Exercise brief: How many lines in the entries below contain the string "beach", with case counting? Reply with the number alone.

Input material:

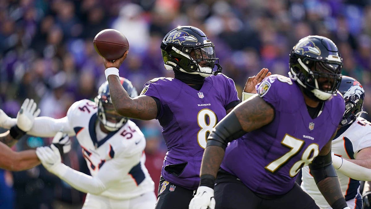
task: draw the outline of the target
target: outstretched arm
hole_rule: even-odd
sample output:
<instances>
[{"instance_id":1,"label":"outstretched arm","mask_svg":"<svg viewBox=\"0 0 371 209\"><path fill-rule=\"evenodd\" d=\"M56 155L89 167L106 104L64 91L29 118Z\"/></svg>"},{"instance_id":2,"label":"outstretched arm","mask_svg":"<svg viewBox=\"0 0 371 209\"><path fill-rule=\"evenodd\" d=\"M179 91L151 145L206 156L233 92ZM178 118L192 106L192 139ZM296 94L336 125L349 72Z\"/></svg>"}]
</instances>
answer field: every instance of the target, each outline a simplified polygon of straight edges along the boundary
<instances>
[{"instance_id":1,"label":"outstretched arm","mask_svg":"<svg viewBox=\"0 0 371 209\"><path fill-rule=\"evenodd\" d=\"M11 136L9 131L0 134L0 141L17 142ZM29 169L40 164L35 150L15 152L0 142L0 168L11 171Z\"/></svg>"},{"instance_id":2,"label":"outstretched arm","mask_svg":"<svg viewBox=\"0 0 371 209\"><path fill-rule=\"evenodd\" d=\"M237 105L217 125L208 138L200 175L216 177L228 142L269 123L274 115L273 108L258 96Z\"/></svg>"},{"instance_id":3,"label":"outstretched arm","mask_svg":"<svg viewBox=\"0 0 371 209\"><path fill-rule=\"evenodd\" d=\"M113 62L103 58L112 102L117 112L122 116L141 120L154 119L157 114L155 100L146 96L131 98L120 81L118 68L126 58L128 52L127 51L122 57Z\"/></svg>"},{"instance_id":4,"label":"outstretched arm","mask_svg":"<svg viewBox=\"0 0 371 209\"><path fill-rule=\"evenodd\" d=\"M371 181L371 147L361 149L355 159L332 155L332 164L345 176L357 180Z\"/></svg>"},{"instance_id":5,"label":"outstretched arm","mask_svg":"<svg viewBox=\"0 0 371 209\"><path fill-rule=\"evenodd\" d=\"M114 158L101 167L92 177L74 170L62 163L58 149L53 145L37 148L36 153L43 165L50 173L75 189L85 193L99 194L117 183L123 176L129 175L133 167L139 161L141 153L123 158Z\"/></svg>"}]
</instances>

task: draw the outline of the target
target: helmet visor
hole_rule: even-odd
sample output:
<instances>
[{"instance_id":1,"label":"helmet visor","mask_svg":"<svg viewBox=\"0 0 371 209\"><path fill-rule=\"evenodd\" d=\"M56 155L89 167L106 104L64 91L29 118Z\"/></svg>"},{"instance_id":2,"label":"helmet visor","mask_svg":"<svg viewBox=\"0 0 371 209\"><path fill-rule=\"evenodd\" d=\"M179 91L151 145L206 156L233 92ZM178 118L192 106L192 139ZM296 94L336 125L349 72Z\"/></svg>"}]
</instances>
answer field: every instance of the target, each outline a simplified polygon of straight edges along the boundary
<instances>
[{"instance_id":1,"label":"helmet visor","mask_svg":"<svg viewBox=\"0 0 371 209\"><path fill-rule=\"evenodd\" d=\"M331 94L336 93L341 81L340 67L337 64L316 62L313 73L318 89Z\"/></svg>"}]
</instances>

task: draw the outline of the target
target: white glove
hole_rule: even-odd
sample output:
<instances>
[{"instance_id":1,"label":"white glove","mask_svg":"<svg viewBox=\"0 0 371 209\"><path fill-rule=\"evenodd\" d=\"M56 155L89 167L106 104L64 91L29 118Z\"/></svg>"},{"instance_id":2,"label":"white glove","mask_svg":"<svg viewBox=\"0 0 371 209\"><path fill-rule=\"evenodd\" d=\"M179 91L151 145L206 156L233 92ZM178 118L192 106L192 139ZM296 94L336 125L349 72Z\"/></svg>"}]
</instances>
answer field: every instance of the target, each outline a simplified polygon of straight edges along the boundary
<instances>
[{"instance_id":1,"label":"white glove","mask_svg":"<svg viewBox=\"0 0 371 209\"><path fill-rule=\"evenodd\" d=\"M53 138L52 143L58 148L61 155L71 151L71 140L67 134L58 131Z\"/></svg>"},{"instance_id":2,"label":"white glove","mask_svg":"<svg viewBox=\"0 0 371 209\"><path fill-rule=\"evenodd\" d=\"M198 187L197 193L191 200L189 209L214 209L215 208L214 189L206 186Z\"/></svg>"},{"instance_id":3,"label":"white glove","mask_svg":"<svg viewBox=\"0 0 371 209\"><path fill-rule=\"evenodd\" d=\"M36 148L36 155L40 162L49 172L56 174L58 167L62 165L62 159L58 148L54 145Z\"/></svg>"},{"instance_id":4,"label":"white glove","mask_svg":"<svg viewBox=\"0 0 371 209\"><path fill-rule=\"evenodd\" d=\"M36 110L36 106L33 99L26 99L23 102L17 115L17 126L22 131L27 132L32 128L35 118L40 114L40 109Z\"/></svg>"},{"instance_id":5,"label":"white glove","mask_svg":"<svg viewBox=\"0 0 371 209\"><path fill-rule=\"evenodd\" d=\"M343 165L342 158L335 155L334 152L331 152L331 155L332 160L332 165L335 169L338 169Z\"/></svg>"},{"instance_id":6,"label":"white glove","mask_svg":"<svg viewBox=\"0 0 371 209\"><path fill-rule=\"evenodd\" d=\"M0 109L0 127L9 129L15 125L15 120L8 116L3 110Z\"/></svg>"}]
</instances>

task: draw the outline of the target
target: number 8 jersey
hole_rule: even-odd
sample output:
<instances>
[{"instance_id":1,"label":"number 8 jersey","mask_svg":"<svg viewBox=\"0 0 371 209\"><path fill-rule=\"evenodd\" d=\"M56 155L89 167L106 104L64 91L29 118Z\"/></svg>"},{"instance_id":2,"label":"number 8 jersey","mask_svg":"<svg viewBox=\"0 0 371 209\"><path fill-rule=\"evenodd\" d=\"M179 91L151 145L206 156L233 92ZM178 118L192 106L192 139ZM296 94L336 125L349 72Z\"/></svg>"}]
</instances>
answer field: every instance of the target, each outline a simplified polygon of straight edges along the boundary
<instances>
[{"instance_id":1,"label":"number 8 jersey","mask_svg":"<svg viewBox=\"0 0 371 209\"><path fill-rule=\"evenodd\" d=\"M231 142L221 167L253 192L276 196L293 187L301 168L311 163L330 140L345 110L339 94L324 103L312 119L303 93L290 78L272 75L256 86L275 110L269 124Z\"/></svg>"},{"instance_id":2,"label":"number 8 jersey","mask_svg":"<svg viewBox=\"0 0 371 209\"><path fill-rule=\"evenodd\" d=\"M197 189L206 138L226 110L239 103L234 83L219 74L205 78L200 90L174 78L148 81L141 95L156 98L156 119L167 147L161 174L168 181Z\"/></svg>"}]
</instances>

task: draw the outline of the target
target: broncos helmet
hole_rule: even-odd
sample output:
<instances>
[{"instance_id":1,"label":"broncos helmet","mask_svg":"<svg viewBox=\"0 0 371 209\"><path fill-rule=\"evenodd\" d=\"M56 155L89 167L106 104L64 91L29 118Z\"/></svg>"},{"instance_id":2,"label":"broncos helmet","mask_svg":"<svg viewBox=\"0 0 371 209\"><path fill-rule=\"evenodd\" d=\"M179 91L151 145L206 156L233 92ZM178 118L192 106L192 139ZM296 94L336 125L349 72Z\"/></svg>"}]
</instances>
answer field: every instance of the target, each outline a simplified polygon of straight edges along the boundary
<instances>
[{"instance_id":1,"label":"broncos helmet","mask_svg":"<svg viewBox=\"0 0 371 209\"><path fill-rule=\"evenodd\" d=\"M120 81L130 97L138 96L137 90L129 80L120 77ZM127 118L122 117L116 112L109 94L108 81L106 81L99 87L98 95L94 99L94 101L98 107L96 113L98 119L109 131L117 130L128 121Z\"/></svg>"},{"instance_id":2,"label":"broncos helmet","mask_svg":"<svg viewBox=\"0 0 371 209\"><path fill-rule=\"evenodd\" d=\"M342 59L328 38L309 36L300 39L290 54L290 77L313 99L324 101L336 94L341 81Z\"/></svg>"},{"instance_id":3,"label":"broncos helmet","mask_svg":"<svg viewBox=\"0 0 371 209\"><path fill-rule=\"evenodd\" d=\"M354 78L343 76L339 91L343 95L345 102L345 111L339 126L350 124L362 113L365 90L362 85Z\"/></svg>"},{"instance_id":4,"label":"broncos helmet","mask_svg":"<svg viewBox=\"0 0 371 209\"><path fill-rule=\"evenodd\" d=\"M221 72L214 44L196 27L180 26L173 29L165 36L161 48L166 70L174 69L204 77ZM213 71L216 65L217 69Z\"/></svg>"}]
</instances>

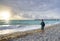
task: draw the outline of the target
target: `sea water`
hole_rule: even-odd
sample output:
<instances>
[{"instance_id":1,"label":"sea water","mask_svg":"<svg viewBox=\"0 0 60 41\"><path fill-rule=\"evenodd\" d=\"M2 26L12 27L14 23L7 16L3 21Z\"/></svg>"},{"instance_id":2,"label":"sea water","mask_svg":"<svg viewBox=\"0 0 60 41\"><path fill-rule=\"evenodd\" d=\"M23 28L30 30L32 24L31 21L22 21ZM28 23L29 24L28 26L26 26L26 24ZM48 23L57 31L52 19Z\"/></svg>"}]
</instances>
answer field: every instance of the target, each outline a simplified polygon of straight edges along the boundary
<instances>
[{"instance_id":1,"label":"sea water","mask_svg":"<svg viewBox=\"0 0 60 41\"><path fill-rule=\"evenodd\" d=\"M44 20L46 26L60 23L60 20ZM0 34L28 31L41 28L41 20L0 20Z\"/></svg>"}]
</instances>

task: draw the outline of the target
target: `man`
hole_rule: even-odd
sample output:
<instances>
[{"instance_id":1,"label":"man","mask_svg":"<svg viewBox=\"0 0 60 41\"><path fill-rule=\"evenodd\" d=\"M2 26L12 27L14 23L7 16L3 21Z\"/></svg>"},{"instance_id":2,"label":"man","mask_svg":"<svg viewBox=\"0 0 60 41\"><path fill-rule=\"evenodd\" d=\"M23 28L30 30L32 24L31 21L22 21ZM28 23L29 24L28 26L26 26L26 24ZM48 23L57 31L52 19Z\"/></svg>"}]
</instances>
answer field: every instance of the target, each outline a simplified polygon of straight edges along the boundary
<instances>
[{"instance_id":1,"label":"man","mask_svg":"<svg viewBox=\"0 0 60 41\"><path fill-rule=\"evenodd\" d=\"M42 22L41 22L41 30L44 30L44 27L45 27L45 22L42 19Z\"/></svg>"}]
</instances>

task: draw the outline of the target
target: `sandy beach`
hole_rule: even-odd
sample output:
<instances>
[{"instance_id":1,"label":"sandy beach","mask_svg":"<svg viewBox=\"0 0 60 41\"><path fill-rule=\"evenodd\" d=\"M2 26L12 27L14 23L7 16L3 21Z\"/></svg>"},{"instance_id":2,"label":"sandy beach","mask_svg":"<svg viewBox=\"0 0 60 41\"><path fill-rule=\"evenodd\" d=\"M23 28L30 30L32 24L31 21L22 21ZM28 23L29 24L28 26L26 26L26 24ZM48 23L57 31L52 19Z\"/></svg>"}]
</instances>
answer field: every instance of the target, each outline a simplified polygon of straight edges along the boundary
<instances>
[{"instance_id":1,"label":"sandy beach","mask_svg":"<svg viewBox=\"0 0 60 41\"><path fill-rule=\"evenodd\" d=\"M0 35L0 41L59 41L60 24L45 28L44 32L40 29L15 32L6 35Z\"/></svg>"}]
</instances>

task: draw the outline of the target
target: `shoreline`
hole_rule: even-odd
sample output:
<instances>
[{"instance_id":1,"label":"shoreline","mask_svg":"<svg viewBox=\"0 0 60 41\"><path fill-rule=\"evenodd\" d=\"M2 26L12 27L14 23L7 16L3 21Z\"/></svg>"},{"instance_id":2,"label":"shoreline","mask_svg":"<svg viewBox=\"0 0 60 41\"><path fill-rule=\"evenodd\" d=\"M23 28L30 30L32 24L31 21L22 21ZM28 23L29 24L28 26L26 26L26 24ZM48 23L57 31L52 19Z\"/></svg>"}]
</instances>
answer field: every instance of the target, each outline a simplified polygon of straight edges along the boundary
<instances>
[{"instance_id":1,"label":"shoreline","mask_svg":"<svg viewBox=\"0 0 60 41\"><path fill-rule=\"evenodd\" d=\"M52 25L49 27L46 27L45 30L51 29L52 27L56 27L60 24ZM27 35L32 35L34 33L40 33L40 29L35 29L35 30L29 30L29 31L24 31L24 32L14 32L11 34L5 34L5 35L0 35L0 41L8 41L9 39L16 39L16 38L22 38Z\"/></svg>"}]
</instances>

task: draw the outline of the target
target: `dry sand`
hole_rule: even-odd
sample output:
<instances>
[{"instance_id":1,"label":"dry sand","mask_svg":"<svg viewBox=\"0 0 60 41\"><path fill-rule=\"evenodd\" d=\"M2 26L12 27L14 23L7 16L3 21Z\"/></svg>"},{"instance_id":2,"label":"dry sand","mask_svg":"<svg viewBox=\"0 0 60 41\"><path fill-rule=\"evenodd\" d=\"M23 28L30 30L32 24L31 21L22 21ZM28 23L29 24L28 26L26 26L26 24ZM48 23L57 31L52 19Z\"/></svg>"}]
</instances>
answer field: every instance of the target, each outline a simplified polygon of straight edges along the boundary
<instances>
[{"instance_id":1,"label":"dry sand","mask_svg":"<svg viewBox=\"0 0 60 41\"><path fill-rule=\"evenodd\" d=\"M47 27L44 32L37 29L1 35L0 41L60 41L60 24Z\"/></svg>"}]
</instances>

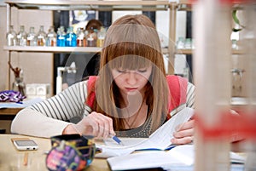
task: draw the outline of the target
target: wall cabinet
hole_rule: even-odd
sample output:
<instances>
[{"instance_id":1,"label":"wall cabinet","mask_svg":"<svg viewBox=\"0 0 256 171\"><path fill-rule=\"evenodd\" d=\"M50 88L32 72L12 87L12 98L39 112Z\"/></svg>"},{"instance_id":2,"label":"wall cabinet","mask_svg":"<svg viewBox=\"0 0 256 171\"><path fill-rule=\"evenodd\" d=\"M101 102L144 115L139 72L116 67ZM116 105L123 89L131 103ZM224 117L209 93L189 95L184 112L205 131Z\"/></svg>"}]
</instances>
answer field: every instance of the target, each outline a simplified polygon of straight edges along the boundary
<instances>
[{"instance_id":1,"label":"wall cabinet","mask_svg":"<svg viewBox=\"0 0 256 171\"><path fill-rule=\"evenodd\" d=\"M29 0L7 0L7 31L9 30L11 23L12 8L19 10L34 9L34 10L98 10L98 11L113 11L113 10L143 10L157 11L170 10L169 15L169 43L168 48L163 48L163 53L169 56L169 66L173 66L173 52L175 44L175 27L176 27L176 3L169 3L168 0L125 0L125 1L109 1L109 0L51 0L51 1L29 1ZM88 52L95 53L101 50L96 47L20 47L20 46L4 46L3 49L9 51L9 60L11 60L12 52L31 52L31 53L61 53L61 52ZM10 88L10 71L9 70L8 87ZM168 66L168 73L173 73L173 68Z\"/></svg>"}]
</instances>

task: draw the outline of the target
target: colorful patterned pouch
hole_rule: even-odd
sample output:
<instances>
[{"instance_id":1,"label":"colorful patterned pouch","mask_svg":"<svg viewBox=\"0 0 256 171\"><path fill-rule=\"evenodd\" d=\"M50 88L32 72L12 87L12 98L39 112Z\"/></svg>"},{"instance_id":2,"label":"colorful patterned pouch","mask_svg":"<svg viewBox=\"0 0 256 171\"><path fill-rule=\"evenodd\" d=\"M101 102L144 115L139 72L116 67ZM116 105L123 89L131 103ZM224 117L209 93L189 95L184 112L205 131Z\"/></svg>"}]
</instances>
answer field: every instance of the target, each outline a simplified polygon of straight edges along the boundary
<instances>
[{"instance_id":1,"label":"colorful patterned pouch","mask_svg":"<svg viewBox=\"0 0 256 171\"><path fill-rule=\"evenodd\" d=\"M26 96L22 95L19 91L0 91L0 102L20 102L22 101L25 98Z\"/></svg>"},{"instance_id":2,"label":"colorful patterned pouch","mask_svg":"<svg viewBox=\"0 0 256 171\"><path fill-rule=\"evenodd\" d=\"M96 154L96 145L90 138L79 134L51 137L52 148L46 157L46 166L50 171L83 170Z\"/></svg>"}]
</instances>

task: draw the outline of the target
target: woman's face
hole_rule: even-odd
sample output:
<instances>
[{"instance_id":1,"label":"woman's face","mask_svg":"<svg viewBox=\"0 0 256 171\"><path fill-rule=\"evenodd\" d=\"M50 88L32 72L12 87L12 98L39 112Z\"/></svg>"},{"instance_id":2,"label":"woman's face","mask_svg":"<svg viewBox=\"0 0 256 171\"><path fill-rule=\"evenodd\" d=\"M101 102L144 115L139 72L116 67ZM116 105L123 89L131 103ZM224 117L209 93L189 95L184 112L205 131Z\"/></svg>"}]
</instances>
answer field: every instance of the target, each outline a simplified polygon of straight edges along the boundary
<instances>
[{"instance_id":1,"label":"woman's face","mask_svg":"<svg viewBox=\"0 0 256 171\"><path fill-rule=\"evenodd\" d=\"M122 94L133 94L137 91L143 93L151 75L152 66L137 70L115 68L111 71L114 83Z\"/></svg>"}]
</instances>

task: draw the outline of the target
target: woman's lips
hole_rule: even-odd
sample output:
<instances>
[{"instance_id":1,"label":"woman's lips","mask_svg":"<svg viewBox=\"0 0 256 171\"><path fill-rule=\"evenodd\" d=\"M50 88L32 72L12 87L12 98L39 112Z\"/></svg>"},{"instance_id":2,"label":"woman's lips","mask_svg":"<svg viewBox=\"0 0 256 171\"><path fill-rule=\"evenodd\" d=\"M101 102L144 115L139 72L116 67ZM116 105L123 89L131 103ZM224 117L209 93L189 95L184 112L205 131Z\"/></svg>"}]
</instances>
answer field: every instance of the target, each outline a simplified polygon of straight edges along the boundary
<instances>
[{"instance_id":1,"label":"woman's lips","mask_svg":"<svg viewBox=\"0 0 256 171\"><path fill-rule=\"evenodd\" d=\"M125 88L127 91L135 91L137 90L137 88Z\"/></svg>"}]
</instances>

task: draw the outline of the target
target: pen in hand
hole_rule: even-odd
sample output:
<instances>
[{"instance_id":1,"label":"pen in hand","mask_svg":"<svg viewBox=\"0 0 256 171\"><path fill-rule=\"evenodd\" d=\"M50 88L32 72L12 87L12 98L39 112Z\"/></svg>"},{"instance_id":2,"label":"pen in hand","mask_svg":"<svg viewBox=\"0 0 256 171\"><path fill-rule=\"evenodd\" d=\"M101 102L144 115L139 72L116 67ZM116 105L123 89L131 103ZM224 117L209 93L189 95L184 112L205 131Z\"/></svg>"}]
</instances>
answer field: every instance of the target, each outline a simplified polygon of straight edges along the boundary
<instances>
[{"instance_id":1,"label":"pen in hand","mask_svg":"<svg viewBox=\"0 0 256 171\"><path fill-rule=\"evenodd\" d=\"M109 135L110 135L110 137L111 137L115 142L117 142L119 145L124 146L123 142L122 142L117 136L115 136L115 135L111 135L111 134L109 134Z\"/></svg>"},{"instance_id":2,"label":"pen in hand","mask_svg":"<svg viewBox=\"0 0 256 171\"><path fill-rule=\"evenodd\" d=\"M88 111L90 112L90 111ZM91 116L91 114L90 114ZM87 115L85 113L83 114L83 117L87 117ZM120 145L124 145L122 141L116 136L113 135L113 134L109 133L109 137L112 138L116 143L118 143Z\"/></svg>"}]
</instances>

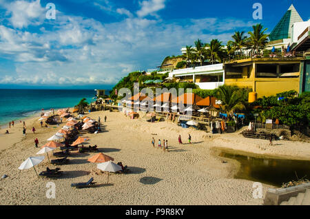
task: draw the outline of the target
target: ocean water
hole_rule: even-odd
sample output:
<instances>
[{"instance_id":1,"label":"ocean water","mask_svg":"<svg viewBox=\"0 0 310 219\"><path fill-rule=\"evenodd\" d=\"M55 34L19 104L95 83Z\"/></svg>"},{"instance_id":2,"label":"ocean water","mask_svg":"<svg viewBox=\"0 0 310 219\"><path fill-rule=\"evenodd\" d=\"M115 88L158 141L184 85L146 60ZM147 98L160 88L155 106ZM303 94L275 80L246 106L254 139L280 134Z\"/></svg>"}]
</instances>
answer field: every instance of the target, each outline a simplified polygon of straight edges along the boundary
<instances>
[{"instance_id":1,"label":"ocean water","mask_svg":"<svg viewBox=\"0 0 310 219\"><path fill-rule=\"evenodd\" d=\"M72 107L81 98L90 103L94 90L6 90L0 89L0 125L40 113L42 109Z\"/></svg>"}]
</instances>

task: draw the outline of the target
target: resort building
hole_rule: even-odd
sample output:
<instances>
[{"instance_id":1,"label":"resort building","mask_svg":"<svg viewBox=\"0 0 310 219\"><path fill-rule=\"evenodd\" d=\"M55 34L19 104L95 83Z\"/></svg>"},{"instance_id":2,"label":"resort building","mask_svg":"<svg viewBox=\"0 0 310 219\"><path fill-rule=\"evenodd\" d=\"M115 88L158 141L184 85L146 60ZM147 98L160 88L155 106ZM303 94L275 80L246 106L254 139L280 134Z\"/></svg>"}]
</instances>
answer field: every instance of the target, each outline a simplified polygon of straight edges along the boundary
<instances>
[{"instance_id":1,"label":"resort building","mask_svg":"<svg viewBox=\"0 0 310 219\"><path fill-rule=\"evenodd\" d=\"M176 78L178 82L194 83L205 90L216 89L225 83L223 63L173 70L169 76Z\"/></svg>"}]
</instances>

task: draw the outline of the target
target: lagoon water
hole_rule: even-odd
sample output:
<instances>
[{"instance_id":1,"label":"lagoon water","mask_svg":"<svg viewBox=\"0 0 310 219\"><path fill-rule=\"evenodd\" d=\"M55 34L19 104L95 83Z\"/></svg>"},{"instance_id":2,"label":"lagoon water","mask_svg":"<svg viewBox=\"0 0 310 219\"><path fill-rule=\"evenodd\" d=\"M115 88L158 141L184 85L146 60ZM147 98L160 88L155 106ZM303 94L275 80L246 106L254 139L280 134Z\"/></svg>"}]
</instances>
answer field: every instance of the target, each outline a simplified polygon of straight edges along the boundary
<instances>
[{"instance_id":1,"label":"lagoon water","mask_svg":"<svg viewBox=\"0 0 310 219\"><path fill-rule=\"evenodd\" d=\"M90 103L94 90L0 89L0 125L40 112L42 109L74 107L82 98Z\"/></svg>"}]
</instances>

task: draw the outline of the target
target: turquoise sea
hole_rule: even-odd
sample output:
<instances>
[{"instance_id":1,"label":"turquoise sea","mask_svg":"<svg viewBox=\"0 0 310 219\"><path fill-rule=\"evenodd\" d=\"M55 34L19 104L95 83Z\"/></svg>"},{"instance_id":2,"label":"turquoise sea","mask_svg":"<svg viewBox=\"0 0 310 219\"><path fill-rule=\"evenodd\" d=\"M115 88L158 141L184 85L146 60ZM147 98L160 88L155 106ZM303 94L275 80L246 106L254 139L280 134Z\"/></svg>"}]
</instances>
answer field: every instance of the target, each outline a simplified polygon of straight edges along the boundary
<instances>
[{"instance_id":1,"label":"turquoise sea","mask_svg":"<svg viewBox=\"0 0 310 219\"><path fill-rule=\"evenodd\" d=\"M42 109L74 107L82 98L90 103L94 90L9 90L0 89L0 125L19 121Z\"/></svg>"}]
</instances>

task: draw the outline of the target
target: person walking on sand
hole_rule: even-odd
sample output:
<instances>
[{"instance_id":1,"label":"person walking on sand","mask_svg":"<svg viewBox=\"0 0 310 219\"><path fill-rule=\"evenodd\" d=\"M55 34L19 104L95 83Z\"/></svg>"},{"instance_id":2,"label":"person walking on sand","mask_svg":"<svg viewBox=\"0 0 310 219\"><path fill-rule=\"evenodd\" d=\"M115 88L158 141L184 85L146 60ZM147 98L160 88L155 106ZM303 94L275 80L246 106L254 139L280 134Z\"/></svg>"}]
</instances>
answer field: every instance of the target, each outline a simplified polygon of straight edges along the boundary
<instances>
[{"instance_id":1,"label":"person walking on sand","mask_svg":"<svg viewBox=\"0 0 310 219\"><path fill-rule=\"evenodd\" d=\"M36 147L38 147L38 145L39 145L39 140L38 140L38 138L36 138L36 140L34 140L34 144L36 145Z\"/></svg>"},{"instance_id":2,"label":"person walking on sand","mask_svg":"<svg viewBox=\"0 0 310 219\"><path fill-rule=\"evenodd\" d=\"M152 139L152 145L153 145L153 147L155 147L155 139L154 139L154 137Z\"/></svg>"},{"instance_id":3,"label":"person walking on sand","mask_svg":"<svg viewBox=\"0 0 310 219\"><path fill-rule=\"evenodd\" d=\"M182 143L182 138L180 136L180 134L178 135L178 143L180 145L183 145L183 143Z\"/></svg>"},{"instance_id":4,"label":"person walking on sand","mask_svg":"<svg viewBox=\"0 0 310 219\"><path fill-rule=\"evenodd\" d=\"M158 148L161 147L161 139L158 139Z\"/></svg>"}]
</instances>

Final result: 3